Konfrontasi mitos yang dilakukan Goenawan Mohamad adalah konfrontasi manusia modern yang ingin memungkiri segalanya. Sebagaimana konfrontasi mitos Sangkuriang yang dilakukan Wisran Hadi dalam drama Puti Bungsu. Wisran mencoba berpikir terbalik dari mitos itu sendiri. Benarkah mitos merupakan bagian masa lalu yang selesai seperti dikatakan Goenawan “semua soal berakhir dengan beres”. Mitos hanya bagian masa lampau yang tidak menjadi mitos lagi dengan timbulnya mitos baru.

Malin Kundang

Umar Yunus seorang pakar sastra secara bijak telah merumuskan dengan cukup jitu betapa kontradiksinya kisah Malin Kundang yang diceritakan melupakan ibunya, padahal anak itu selalu mencari ibunya. Hanya setelah perjumpaan, ibu itu telah berbeda dari apa yang ditanggapinya ketika mula mencari dulu. Kehadirannya ditolak, atau ia begitu cantik dan muda sehingga patut dijadikan istri seperti pada kisah Sangkuriang yang menerima bencana sama seperti Malin Kundang.

Dalam kasus mitos di atas sebagai sebuah cerita yang memiliki tempat tertentu, kehadiran mereka lebih banyak dalam pikiran kita sendiri daripada dalam bentuk yang kongkret. Kita hidup dalam mitos yang senantiasa bertukar dengan mitos lain,

Mitos Malin Kundang yang dipentaskan dalam tradisi masa lalu berlanjut dalam tradisi manusia modern. Dalam puisi Sitor Situmorang betapa diceritakan seorang anak yang kembali ke kampung halaman tetapi sebenarnya ia tidak pernah kembali. Penyair dengan nada masygul menulis :

Si anak hilang kini kembali
Tak seorang dikenalnya lagi
Berapa kali panen sudah
Apa saja telah terjadi (bait 5)

Anak diam mengenang lupa
Dingin Eropa musim kotanya
Ibu diam berhenti berkata
Tiada sesal hanya gembira (bait 8)

Malam tiba ibu tertidur
Bapa lama sudah mendengkur
Di pantai pasir berdesir gelombang
Tahu sia anak tiada pulang (bait 9)
(Si Anak Hilang)

Kebahagiaan orang tua yang menantikan kepulangan sibiran tulang tapi anak sendiri tahu bahwa yang pulang hanya jasadnya, hatinya tidak: ia tetap sianak hilang. Ini membuktikan hakikat perkembangan zaman yang dikuasai teknologi suatu condisi sine quanon sesuatu yang memang terjadi. Kita tidak hidup lagi dalam tradisi tapi kita telah menjadi orang lain.
Perobahan Sosial

Kemajuan zaman dan perubahan sosial menyebabkan manusia mengambil jarak dari sekitarnya. Periode dunia sastra ada masanya dibaca dan diragukan. Kehidupan yang sangat kompleks mengakibatkan tokoh cerita tidak jelas antara benar dan salah. Periode “hitam-putih” telah habis secara spektakuler.

● **Tugas yang dikerjakan**
[A] Salin bagian kutipan tentang mitos ini tanpa mengubah apa pun, mulai dari kata-kata yang memuat "Kebahagiaan orang tua" dan berhenti setelah "habis secara spektakuler.".
[B] Menurut kutipan tentang mitos ini, dalam drama apa Wisran Hadi mengonfrontasi mitos Sangkuriang?
[C] Sebutkan semua sastrawan dan pakar sastra yang namanya disebut dalam kutipan tentang mitos ini.
Baris-baris data diambil dari sumber yang berbeda.

● **Data untuk diperiksa**
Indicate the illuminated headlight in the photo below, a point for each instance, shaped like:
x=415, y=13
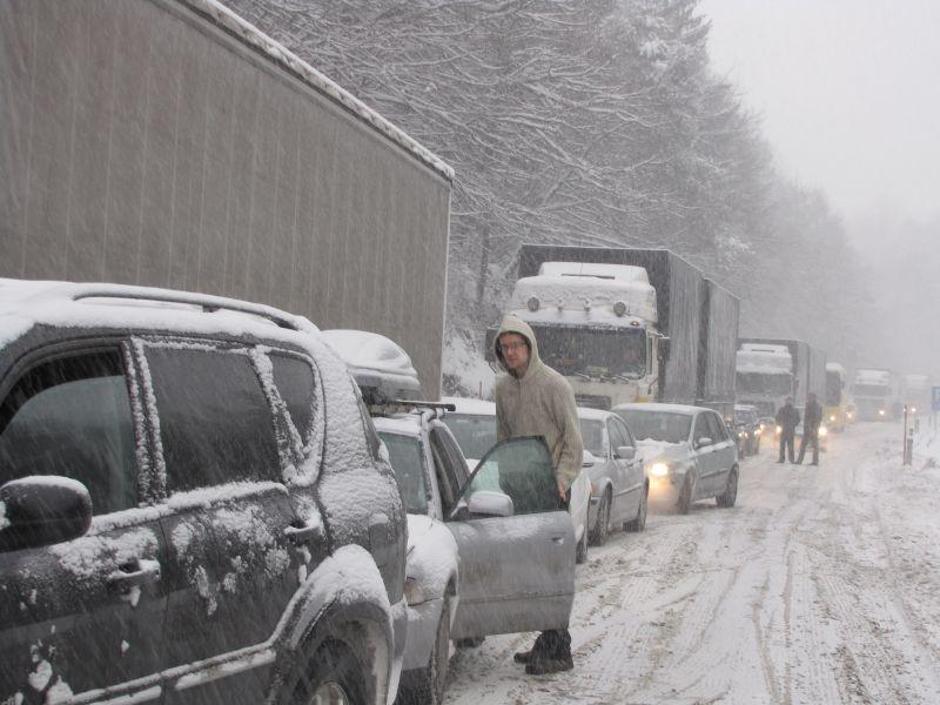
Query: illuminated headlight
x=414, y=593
x=659, y=469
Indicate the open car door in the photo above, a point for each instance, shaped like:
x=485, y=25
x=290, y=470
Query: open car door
x=516, y=544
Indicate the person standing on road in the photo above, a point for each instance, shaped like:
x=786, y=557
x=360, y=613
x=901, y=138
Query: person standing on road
x=812, y=417
x=532, y=399
x=788, y=418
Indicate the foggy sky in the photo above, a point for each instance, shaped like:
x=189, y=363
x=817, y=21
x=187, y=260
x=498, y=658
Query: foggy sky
x=848, y=91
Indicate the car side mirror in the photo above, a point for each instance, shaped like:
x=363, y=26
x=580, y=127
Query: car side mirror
x=626, y=452
x=41, y=510
x=488, y=503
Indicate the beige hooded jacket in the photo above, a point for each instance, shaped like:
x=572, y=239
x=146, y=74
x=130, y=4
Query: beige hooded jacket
x=540, y=403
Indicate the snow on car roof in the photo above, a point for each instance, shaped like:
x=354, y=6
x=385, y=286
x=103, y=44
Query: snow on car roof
x=467, y=405
x=24, y=304
x=399, y=424
x=660, y=407
x=375, y=361
x=590, y=414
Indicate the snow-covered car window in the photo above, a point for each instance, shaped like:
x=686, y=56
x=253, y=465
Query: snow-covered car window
x=592, y=433
x=475, y=434
x=406, y=457
x=72, y=417
x=215, y=422
x=522, y=469
x=295, y=383
x=657, y=425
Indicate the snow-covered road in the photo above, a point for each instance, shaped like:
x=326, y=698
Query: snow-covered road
x=821, y=586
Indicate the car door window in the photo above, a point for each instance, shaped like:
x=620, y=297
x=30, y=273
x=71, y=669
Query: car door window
x=297, y=385
x=522, y=469
x=451, y=467
x=215, y=422
x=700, y=430
x=716, y=428
x=72, y=417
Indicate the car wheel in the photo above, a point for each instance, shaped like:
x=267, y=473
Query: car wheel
x=730, y=495
x=639, y=524
x=332, y=676
x=428, y=687
x=685, y=496
x=580, y=554
x=601, y=529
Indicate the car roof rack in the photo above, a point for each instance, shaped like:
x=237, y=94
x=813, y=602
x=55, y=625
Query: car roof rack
x=207, y=302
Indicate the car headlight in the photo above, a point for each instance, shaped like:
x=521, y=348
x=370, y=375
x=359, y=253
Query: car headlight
x=659, y=469
x=414, y=593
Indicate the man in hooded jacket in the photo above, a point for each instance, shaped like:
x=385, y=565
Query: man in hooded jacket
x=532, y=399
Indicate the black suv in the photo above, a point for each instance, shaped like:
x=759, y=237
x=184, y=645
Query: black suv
x=193, y=507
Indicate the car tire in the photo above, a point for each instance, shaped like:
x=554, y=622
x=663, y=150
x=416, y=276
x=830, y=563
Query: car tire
x=427, y=688
x=639, y=523
x=685, y=496
x=601, y=529
x=333, y=674
x=730, y=495
x=580, y=552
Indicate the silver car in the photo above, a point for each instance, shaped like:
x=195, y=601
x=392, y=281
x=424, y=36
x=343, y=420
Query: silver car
x=488, y=553
x=619, y=488
x=688, y=452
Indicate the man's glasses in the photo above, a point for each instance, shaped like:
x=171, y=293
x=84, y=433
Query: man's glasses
x=509, y=347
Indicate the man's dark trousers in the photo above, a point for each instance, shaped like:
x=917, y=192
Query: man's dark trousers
x=786, y=445
x=809, y=436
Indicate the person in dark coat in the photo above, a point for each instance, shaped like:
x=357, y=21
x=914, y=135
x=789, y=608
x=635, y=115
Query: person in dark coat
x=812, y=417
x=788, y=418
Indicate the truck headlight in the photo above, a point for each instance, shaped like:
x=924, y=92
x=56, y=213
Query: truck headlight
x=659, y=469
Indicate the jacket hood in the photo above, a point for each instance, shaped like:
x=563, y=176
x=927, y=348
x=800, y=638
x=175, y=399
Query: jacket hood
x=514, y=324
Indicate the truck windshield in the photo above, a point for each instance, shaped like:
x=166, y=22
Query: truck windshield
x=760, y=383
x=404, y=452
x=869, y=390
x=593, y=352
x=657, y=425
x=833, y=389
x=475, y=433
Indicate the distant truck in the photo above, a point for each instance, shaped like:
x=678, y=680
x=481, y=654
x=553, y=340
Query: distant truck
x=835, y=414
x=874, y=393
x=626, y=325
x=771, y=369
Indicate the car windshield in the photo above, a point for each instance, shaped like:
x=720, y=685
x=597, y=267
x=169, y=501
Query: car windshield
x=593, y=352
x=760, y=383
x=592, y=434
x=475, y=433
x=405, y=455
x=665, y=426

● **Jawaban tiap tugas**
[A]
Kebahagiaan orang tua yang menantikan kepulangan sibiran tulang tapi anak sendiri tahu bahwa yang pulang hanya jasadnya, hatinya tidak: ia tetap sianak hilang. Ini membuktikan hakikat perkembangan zaman yang dikuasai teknologi suatu condisi sine quanon sesuatu yang memang terjadi. Kita tidak hidup lagi dalam tradisi tapi kita telah menjadi orang lain.
Perobahan Sosial

Kemajuan zaman dan perubahan sosial menyebabkan manusia mengambil jarak dari sekitarnya. Periode dunia sastra ada masanya dibaca dan diragukan. Kehidupan yang sangat kompleks mengakibatkan tokoh cerita tidak jelas antara benar dan salah. Periode “hitam-putih” telah habis secara spektakuler.

[B] Dalam drama Puti Bungsu.

[C] Goenawan Mohamad, Wisran Hadi, Umar Yunus, Sitor Situmorang